***** Text passage

It’s also worth questioning the premise. Much extreme wealth derives from asset appreciation that has never been taxed because it remains unrealised. Inherited wealth frequently passes through structures designed to minimise tax liability. The assumption that the tax system has already taken its fair share at the very top is, unfortunately, not borne out by the evidence.
On the historical point: the UK didn’t have an annual wealth tax between 1900 and 1990, but it absolutely taxed wealth through other mechanisms. Estate duty and later capital transfer tax hit inherited wealth hard. Top marginal income tax rates exceeded 90%. Capital gains tax arrived in 1965. The compression you rightly celebrate didn’t happen in the absence of taxing wealth. It happened because wealth was taxed aggressively through multiple channels. That’s precisely the lesson we should learn from it.
@Peter D That’s a clever reframing, and in purely macroeconomic terms, there’s something to it. But the purpose of a wealth levy isn’t counter-cyclical stabilisation. It’s funding predictable universal services and addressing the structural concentration of power. You can’t run a basic income on revenue that swings with market cycles. And in a prolonged downturn, which is precisely when people need those services most, you’d be collecting the least.

**********
***** Extracted data

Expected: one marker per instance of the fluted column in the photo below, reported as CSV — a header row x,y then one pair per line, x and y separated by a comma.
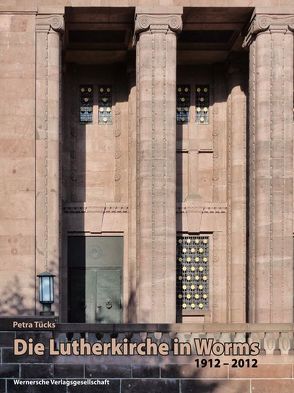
x,y
156,163
270,39
236,177
48,71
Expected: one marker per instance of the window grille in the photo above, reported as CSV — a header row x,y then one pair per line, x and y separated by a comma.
x,y
86,104
105,105
183,103
192,272
202,104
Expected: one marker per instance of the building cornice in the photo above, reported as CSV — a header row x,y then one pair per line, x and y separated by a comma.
x,y
261,23
45,22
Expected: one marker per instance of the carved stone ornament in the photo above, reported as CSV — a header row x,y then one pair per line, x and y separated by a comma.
x,y
46,22
267,22
157,22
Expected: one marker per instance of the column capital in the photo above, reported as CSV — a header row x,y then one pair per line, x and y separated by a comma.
x,y
265,22
45,22
155,20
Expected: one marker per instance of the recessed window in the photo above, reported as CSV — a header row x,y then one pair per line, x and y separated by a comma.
x,y
192,272
183,104
86,104
202,104
105,105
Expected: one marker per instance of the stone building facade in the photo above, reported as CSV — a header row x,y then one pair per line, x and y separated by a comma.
x,y
147,160
146,156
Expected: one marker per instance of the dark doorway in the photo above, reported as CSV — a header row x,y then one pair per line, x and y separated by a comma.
x,y
95,279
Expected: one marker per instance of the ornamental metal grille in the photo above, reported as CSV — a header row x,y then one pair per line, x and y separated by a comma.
x,y
86,104
192,272
202,104
183,103
105,105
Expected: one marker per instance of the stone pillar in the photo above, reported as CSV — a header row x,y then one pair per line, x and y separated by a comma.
x,y
48,71
156,163
270,39
236,180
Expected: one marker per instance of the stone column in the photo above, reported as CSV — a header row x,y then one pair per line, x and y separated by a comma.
x,y
270,39
236,180
48,71
156,163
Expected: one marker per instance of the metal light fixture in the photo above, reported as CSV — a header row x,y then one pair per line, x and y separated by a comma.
x,y
46,292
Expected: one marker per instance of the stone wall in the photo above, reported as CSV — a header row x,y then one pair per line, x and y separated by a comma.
x,y
274,374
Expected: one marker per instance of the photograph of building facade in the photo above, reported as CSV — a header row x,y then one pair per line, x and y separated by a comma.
x,y
147,161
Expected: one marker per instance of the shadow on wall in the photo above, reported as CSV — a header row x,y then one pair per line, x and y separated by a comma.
x,y
14,297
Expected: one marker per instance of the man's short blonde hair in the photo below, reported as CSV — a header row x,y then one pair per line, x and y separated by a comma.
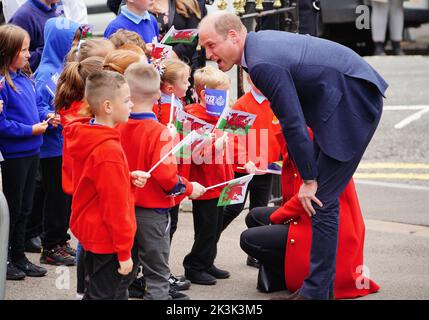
x,y
144,81
211,78
223,22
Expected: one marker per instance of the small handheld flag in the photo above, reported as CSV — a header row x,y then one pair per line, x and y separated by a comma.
x,y
235,191
236,122
186,36
216,101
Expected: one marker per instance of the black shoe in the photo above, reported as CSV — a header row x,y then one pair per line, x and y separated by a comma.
x,y
379,49
179,284
200,277
397,50
57,257
176,295
33,245
137,288
67,248
253,262
14,273
30,269
218,273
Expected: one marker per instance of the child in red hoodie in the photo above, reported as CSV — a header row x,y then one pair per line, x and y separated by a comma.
x,y
199,263
261,149
145,140
103,218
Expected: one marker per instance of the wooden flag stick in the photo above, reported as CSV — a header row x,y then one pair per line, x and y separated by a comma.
x,y
228,182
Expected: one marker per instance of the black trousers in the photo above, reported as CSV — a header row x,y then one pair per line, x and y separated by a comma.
x,y
207,228
174,216
265,242
56,204
104,281
260,191
34,221
19,177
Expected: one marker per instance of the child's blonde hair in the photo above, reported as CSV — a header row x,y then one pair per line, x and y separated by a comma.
x,y
209,77
122,36
94,47
119,60
101,86
144,81
11,39
172,70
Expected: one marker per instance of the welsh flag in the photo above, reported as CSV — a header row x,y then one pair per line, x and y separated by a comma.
x,y
235,191
186,123
184,149
236,122
161,51
174,36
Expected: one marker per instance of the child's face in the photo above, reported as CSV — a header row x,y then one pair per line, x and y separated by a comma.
x,y
22,57
182,85
121,106
141,5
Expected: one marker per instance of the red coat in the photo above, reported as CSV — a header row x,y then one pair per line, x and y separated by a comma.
x,y
351,236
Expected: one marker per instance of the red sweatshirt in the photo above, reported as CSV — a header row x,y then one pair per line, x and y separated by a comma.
x,y
217,171
103,217
67,117
145,140
260,145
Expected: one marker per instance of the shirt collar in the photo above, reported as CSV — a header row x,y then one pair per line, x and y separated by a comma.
x,y
134,17
258,97
143,116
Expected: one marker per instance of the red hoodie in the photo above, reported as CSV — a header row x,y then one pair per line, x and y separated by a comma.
x,y
103,217
68,116
209,174
145,140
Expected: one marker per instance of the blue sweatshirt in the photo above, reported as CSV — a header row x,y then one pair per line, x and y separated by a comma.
x,y
58,43
146,26
18,117
32,17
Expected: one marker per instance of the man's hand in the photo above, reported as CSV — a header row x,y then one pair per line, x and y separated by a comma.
x,y
250,167
139,178
125,267
39,128
53,119
173,131
307,193
197,190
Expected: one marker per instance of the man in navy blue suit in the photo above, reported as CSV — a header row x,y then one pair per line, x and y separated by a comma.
x,y
316,83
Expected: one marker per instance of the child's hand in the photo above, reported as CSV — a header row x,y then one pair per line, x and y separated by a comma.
x,y
221,143
139,178
125,267
197,190
53,119
39,128
173,131
250,167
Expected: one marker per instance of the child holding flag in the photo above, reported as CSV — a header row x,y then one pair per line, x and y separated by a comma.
x,y
199,263
21,137
145,140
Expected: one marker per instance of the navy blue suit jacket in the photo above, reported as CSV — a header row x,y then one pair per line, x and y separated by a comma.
x,y
312,82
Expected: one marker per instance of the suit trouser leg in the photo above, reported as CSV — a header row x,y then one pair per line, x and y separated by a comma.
x,y
259,189
153,241
333,178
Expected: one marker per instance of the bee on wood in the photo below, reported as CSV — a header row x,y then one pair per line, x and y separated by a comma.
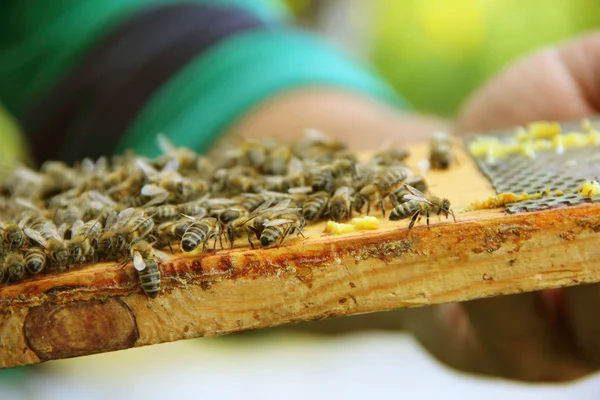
x,y
51,239
418,204
340,204
385,184
277,161
275,231
440,151
199,233
121,229
144,261
315,205
390,157
68,216
35,260
14,267
195,208
13,235
83,236
416,181
165,212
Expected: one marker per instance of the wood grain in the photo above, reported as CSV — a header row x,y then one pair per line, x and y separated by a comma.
x,y
101,307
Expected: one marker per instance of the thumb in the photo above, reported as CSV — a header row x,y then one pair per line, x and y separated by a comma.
x,y
555,83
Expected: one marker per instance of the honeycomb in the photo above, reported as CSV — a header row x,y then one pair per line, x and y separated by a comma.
x,y
552,177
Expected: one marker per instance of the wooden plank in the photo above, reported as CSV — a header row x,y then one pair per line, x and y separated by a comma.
x,y
486,253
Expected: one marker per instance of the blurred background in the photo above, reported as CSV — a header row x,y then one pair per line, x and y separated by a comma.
x,y
435,53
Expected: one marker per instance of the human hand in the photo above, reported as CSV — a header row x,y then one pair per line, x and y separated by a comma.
x,y
541,336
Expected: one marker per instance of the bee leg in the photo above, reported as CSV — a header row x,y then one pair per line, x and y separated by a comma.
x,y
413,220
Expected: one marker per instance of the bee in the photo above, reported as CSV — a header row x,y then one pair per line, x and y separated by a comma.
x,y
195,208
391,157
275,231
166,212
83,236
144,261
35,260
199,233
415,181
51,239
12,235
340,204
315,205
382,187
121,229
418,204
440,151
68,216
14,267
277,161
321,179
168,232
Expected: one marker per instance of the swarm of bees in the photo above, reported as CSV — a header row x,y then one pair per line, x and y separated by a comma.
x,y
134,209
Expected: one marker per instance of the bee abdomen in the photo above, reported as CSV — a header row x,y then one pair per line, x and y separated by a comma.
x,y
35,261
150,279
404,210
193,237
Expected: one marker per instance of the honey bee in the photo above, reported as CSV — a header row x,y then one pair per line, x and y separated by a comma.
x,y
14,267
340,204
415,181
168,232
315,205
83,236
277,161
382,187
144,261
12,235
35,260
440,151
51,239
195,208
391,157
418,204
199,233
166,212
275,231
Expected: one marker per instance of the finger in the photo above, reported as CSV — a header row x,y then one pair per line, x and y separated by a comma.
x,y
552,84
581,306
519,336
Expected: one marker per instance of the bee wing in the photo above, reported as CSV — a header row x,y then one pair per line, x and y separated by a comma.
x,y
164,144
35,236
161,255
111,220
300,190
276,222
148,169
27,204
138,261
77,225
87,165
97,196
153,190
416,192
408,197
125,216
61,230
160,198
170,167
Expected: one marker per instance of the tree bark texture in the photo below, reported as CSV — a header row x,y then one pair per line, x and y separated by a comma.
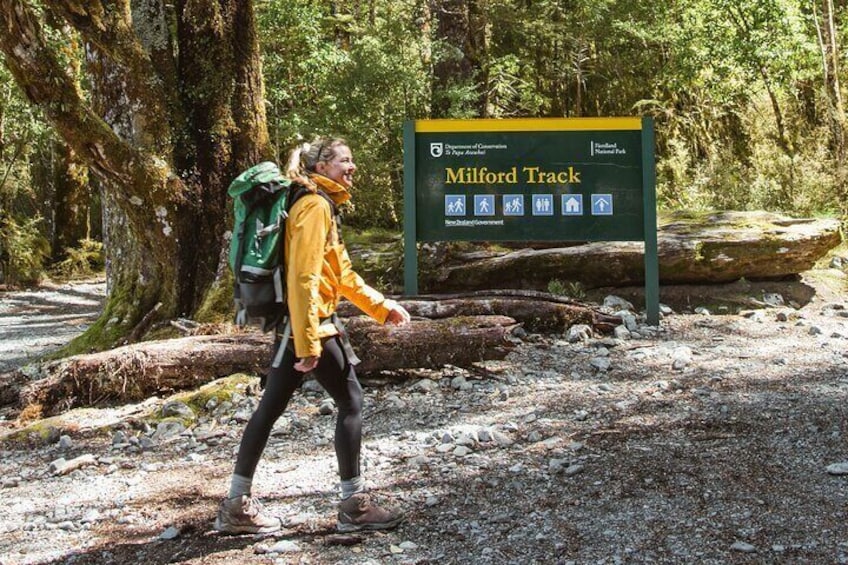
x,y
175,111
134,372
721,248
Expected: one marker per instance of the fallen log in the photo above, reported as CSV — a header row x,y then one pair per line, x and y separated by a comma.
x,y
137,371
536,311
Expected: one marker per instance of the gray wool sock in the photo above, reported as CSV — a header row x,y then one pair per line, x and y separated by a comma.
x,y
352,486
240,486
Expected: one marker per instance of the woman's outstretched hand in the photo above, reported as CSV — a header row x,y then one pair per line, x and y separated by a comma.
x,y
306,364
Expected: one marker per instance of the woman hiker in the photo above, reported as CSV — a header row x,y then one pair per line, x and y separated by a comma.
x,y
318,274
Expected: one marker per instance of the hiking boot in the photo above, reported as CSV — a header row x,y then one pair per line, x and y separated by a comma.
x,y
245,515
359,513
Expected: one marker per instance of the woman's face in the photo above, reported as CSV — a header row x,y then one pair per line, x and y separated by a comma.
x,y
340,168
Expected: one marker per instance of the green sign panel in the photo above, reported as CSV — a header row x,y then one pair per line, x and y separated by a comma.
x,y
529,185
568,179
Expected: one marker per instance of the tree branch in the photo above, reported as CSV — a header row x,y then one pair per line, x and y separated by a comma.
x,y
110,30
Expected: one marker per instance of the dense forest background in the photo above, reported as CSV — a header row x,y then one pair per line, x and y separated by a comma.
x,y
747,97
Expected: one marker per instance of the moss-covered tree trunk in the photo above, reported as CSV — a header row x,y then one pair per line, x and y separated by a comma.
x,y
72,200
175,111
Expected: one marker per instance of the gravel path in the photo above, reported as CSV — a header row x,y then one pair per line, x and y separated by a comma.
x,y
34,322
712,439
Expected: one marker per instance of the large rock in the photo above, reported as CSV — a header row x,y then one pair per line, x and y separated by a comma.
x,y
693,248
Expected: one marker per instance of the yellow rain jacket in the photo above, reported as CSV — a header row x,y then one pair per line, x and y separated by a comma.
x,y
319,272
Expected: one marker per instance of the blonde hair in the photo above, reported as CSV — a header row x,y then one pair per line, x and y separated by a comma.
x,y
305,157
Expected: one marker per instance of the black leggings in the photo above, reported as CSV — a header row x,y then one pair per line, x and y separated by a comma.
x,y
338,378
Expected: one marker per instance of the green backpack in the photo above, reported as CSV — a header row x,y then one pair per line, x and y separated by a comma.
x,y
261,200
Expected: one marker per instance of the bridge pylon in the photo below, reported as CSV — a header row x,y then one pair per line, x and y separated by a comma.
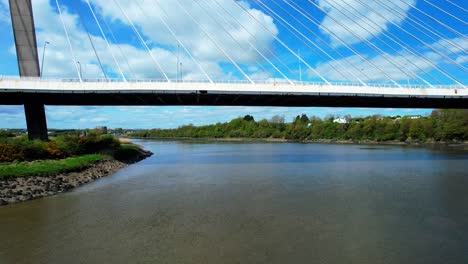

**********

**Exercise set:**
(1) Repeat word for word the part of the wealth tax passage that opens with the words containing "It’s also worth" and closes with "learn from it.".
(2) According to the wealth tax passage, in what year did capital gains tax arrive in the UK?
Rely only on the wealth tax passage, not on the items.

**Answers to the tasks:**
(1)
It’s also worth questioning the premise. Much extreme wealth derives from asset appreciation that has never been taxed because it remains unrealised. Inherited wealth frequently passes through structures designed to minimise tax liability. The assumption that the tax system has already taken its fair share at the very top is, unfortunately, not borne out by the evidence.
On the historical point: the UK didn’t have an annual wealth tax between 1900 and 1990, but it absolutely taxed wealth through other mechanisms. Estate duty and later capital transfer tax hit inherited wealth hard. Top marginal income tax rates exceeded 90%. Capital gains tax arrived in 1965. The compression you rightly celebrate didn’t happen in the absence of taxing wealth. It happened because wealth was taxed aggressively through multiple channels. That’s precisely the lesson we should learn from it.

(2) 1965